Reading text:
_ _ _ _ _

Cardiac remodeling in trout.

PhD student J. Klaiman has demonstrated that cold and warm acclimation of trout causes distinct cardiac phenotypes. This work examined cardiac contractile function, tissue morphology as well as changes in the expression and phosphorylation of the contractile proteins. To determine how thermal acclimation influences the cardiac proteome, we utilized 2-D difference gel electrophoresis. This analysis indicated that the increased rate of actin-myosin ATPase caused by cold acclimation was due to subtle changes in the phosphorylation state of troponin T and MyBP-C.

                                                                                                                                                                          Klaiman et al., 2011

2D DIGE image of contractile proteins isolated from warm and cold acclimated trout

We also found that cardiac connective tissue increased with cold acclimation but decreased with warm acclimation. This resulted in a ~12-fold difference in the amount of connective tissue in the myocardium of cold and warm acclimated male fish.

_ _ _ _ _

Available data:
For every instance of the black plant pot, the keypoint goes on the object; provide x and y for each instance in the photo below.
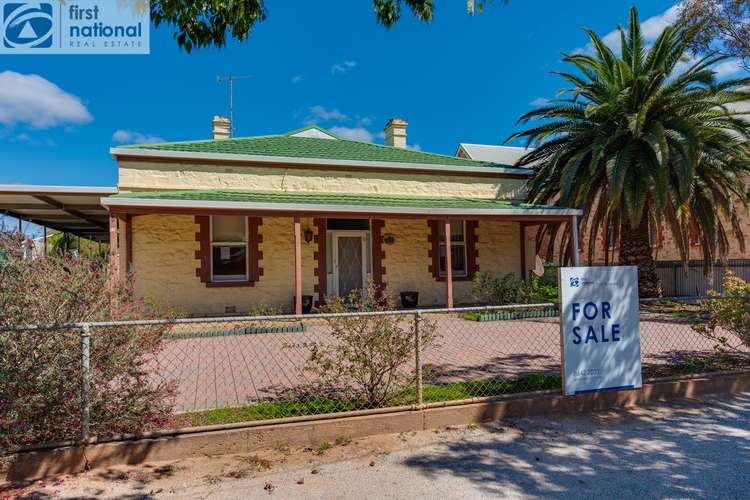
(409, 300)
(307, 302)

_ _ _ _ _

Tasks to perform:
1. From the passage on cardiac remodeling in trout, extract the wording between "We also found" and "acclimated male fish.", inclusive.
2. Continue the passage on cardiac remodeling in trout from its final sentence.

Task responses:
1.
We also found that cardiac connective tissue increased with cold acclimation but decreased with warm acclimation. This resulted in a ~12-fold difference in the amount of connective tissue in the myocardium of cold and warm acclimated male fish.

2.
                                                                                                                                                                      Klaiman et al.,  2011

Masson’s trichrome stained sections of ventricular compact layer from thermally acclimated rainbow trout. (A) cold, 4C, (B) control, 12C, (C) warm, 17C where pink/ purple is muscle, blue is connective tissue and white or very pale pink is ‘‘extra bundular’’ space.


                                                                                                                                                                                      Klaiman et al., 2011

Quantification of Masson’s trichrome stained sections of ventricular myocardium from thermally acclimated rainbow trout.

How this change influences the passive properties of the heart is not known. This is also the first time that cardiac connective tissue has been found to decrease in response to a physiological stressor. The next step in this project is to identify the molecular mechanisms responsible for this change and characterize the physiological consequences.

Influence of hypoxia exposure on the ontogeny of cardiac regulation in trout.

                                                                                                                          Miller et al., 2011

Chronic hypoxia (30% O2 saturation) incubation from fertilization results in delayed development and growth in trout embryos. These embryos are the result of the same fertilization event.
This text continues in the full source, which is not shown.